_ФРАГМЕНТ ДОКУМЕНТА_
Свидетельство о регистрации средства массовой информации Эл № ФС77-47356 выдано от 16 ноября 2011 г. Федеральной службой по надзору в сфере связи, информационных технологий и массовых коммуникаций (Роскомнадзор)

Читальный зал

национальный проект сбережения
русской литературы

Союз писателей XXI века
Издательство Евгения Степанова
«Вест-Консалтинг»

СИМВОЛИЧЕСКАЯ МЕТАФИЗИКА ДОМА И ДОРОГИ
В ПОЭМЕ Н.В. ГОГОЛЯ "МЁРТВЫЕ ДУШИ"



ВЯЧЕСЛАВ ОКЕАНСКИЙ


эссе

Приступая к разговору о поэме Н.В. Гоголя, сопоставленной К.С. Аксаковым с гомеровской "Илиадой", мы должны понимать, что перед нами – художественное целое, возникшее при помощи следующих материальных начал: бумаги, чернил и огня. Огонь, поглотивший части второго и третьего томов гоголевских "Мёртвых душ", входит в структуру текста как бы из будущего и останавливается перед последними дошедшими до нас словами второго тома: "Но это нам уже темно представляется и мы едва…".
Сконцентрируем внимание прежде всего на названии произведения, ибо оно – символично и даёт ключ. Типичное понимание заглавия двупланово и, если вдуматься, отнюдь не лишено остроумия и даже определённой исторической глубины: "мёртвые души" – название реально умерших крепостных крестьян, ещё продолжающих значиться в "ревизских сказках" как живые – с одной стороны, а с другой – Гоголь подразумевал под "мёртвыми душами" их земных хозяев – помещиков-крепостников, вполне феодально задерживающих торгашеско-капиталистическое развитие огромной крестьянской страны… И те, и другие – единомёртвые, хотя и находятся по разные стороны смысловых баррикад.
Впрочем, уже достаточно давно – на утренней заре постсоветского православно-ориентированного литературоведения – ленинградский исследователь С.А. Гончаров указал на то, что за полтора последних века такие яркие умы как, например, К.С. Аксаков, М.М. Бахтин, В.В. Кожинов видели пафос поэмы в особом мировосприятии, глубоко отличном от гротескно-сатирической прямолинейности – название "Мёртвые души" прежде прочего включает в себя широкий спектр проявлений бездуховности.
Интересно, что сам образ "мёртвых душ" отнюдь не был изобретён самим Гоголем. Так, звучащий в начале шестой главы элегический мотив омертвения души "О, моя юность, о, моя свежесть…", имеет множество разнохарактерных литературных параллелей, причём, как в новой, так и в древней словесности. Например – у Е.А. Баратынского, в "Элегии" 1821 г.:

Нет, не бывать тому,
Что было прежде!
Что в счастье мне?
Мертва душа моя.


У Жуковского в балладе "Кассандра" героиня, причастная запредельному, "мертва душою"; и он же в балладе "Покаяние" 1831 г. пишет строки, которые вполне могли бы послужить эпиграфом к лирическим отступлениям гоголевской поэмы:

Но грешным очам неприметна краса
Весёлой окрестной природы,
Без блеска для мёртвой души небеса,
Без голоса рощи и воды.

_ИЗВЛЕЧЁННЫЕ ЗАПИСИ_
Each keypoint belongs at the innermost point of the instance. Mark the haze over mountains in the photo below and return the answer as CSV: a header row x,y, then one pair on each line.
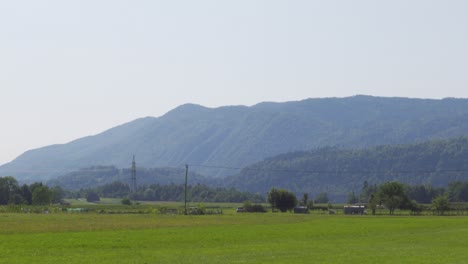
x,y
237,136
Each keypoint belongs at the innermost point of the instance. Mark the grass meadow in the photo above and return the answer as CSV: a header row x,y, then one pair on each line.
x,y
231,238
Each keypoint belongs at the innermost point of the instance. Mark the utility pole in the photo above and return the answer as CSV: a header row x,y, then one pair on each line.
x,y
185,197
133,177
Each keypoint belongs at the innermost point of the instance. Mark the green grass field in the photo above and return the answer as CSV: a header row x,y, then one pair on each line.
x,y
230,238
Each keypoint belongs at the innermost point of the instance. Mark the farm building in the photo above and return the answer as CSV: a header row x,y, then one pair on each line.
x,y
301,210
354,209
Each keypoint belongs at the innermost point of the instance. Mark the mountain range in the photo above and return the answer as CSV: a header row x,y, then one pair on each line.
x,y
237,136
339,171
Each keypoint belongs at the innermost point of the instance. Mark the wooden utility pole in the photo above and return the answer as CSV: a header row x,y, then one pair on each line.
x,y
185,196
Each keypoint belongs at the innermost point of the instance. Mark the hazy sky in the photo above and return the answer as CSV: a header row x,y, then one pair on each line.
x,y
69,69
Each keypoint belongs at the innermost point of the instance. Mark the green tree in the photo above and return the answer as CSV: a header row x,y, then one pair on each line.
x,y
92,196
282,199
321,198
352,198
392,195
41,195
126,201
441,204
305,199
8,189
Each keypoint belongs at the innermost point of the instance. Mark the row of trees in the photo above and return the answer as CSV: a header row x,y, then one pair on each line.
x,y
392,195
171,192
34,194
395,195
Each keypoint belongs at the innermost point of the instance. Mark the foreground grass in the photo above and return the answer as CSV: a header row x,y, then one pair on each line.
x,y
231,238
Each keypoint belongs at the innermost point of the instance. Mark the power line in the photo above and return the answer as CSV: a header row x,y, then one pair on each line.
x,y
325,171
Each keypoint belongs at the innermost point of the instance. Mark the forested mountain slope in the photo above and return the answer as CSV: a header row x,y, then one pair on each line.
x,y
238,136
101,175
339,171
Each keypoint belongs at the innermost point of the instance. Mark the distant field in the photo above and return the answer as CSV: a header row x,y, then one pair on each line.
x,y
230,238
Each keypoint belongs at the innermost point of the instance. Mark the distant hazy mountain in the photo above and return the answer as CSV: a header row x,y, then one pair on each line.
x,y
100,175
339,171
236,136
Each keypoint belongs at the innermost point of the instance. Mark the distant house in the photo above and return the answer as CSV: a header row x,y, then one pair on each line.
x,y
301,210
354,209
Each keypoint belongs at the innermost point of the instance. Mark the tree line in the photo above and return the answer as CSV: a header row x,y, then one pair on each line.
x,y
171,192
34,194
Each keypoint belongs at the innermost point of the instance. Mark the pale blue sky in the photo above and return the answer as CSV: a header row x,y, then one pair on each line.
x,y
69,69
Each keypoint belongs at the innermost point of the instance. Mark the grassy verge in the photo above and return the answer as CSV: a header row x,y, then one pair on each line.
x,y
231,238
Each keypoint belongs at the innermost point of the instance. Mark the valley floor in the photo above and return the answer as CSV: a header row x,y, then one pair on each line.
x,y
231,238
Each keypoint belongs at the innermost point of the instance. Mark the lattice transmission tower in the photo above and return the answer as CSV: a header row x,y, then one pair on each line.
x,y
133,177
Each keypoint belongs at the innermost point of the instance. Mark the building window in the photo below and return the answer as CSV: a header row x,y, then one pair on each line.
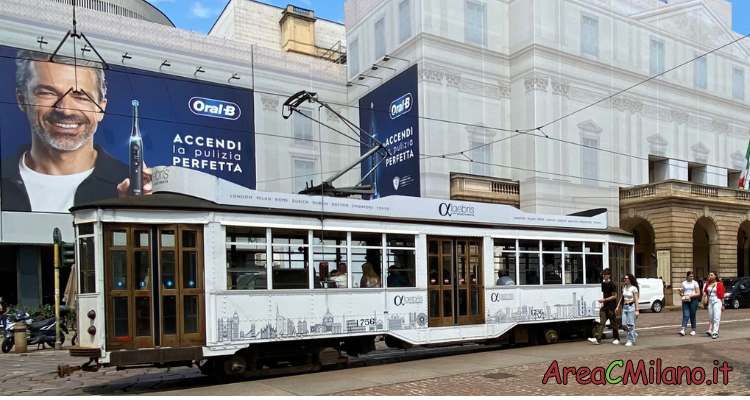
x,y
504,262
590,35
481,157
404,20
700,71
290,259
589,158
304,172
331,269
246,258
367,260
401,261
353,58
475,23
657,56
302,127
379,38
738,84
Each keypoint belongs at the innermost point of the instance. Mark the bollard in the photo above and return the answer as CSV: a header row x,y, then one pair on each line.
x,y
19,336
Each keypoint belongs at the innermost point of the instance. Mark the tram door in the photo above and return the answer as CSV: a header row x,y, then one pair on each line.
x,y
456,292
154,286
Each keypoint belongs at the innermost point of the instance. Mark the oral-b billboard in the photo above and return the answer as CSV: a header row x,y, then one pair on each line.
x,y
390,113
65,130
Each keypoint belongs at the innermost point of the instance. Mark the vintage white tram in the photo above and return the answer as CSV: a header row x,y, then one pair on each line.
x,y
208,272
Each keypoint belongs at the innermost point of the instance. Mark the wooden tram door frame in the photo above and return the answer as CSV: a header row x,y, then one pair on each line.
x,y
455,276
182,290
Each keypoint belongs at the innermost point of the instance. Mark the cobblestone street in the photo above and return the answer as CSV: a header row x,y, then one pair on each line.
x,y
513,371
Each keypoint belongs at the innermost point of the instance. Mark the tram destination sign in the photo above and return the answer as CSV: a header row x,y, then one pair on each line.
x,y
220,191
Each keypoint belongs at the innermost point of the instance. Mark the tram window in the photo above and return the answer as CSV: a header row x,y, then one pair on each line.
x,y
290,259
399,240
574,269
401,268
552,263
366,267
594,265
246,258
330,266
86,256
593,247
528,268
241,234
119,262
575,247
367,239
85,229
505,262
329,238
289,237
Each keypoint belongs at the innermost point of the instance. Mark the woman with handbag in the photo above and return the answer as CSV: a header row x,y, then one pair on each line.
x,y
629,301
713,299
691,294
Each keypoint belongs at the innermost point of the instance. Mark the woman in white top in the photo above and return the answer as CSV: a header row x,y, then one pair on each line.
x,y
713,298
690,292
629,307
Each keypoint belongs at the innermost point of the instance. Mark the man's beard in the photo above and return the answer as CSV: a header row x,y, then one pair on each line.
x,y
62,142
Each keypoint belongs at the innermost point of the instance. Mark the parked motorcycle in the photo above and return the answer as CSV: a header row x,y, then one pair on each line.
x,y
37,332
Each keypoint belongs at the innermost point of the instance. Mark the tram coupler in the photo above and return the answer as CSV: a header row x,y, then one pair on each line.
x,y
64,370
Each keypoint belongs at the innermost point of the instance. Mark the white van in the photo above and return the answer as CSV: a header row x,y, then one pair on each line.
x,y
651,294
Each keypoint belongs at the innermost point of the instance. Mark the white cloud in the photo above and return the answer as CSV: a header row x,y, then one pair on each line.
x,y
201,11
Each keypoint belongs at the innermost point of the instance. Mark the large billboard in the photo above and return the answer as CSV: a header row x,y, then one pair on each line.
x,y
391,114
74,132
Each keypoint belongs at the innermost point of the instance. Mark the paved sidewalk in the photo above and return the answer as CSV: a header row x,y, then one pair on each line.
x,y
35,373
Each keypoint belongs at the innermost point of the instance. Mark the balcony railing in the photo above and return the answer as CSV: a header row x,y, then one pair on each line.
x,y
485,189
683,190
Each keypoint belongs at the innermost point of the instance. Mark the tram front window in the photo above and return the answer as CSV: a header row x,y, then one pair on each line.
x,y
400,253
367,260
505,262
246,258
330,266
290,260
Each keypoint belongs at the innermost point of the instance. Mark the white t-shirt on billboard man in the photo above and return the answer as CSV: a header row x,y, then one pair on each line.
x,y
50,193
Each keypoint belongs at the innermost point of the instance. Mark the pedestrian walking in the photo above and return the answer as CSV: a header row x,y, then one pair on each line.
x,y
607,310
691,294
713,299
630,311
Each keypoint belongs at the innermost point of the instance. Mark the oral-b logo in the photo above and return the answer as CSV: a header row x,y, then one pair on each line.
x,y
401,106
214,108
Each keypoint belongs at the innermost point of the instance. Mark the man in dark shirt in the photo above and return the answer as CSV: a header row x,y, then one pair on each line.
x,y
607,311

_ЗАДАНИЕ_
Перепишите дословно часть эссе о поэме Гоголя от слов «Интересно, что сам» до слов «Что было прежде!» включительно.

_ОТВЕТ К ЗАДАНИЮ_
Интересно, что сам образ "мёртвых душ" отнюдь не был изобретён самим Гоголем. Так, звучащий в начале шестой главы элегический мотив омертвения души "О, моя юность, о, моя свежесть…", имеет множество разнохарактерных литературных параллелей, причём, как в новой, так и в древней словесности. Например – у Е.А. Баратынского, в "Элегии" 1821 г.:

Нет, не бывать тому,
Что было прежде!